=== TASK BRIEF ===
Your task is to output the entries below word for word.

Dataset entries
>>>

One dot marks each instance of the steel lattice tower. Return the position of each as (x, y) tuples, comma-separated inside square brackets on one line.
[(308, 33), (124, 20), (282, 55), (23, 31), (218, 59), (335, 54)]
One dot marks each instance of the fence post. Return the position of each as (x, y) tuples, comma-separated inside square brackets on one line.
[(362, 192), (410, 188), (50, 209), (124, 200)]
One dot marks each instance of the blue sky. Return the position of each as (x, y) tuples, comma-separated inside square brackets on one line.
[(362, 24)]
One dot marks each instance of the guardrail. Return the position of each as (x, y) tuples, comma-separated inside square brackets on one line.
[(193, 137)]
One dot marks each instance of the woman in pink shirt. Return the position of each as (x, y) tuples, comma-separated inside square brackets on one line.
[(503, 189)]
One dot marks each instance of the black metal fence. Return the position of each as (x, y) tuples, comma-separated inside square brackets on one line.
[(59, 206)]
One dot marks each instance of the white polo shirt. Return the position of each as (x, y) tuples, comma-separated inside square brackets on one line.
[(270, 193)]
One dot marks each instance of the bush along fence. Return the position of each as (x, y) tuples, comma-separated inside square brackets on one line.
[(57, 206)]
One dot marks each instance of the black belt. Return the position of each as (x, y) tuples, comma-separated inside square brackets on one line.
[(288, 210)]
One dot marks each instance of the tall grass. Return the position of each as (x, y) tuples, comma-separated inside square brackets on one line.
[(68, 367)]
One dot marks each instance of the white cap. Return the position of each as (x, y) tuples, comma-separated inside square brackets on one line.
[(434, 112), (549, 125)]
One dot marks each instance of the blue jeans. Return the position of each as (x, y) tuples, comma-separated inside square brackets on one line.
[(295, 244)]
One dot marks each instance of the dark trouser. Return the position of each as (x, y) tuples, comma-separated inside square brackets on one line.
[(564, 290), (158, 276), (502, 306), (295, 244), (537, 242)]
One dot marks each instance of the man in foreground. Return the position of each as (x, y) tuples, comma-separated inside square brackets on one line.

<<<

=== COMPLETED TASK ===
One dot marks each instance of the steel lattice tower. Return the position of each as (x, y) tuples, comma-separated inside square brackets on one line.
[(308, 33), (124, 20), (282, 55), (23, 31), (218, 59), (335, 54)]
One dot marks each instance of the fence post. Return the position of each as (x, y) tuples, comma-separated inside square brackets on one line.
[(362, 192), (410, 188), (50, 209), (124, 200)]
One dot marks each instance of the blue sky. Return the position of each as (x, y) tuples, comma-separated inside square brackets on one line.
[(362, 24)]
One dot marks each instance of the guardrail. Return the position of each as (x, y) tuples, comma-separated inside square brackets on one line.
[(193, 137)]
One dot marks each instance of the woman in pink shirt. Return the position of each as (x, y) tuples, comma-separated inside square brackets on one line.
[(503, 189)]
One dot marks each instance of the black metal fence. Return the position of each as (x, y) tuples, comma-separated inside square brackets on one line.
[(59, 206)]
One dot marks each instance of the white polo shirt. Return the position of each as (x, y) tuples, comma-separated inside square brackets on one line.
[(270, 193)]
One dot marks each instance of the bush along fence. Return the position of each as (x, y) tuples, comma-separated inside square brackets on one line.
[(57, 206)]
One dot marks each instance of the black belt. Return the position of each as (x, y) tuples, comma-separated inside square brackets on one line.
[(288, 210)]
One dot marks each instance of the tall grass. Return the position of each as (x, y) tuples, comma-separated inside square brackets on one line.
[(68, 367)]
One dot marks each instance of the white cap. Return the position of each as (x, y) tuples, comma-separated inside square brackets on one line.
[(434, 112), (549, 125)]
One dot marks each instance of the blue jeans. Return the position of each as (x, y) tuples, comma-separated inside square brackets on one line.
[(295, 244)]
One dot marks each instance of the dark trouser. Return the position of each as (x, y) tuples, comma-separated inside square brackets on one line.
[(564, 290), (158, 276), (502, 306), (295, 244), (537, 242)]
One dot marks each instance of the man in foreground. Return the position of each as (x, y) tuples, comma-separated inside square brackets on one line.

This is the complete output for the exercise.